Format the entries below as a JSON list of strings, with one string per line and no blank lines.

======== Supplied entries

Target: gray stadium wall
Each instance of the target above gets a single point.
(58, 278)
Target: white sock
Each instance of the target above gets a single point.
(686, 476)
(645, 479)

================

### Exercise answer:
[
  "Target: gray stadium wall",
  "Each instance of the target above gets a single point.",
  "(58, 278)",
  "Target: white sock",
  "Each instance of the target above gets a single point.",
  "(686, 476)",
  "(645, 479)"
]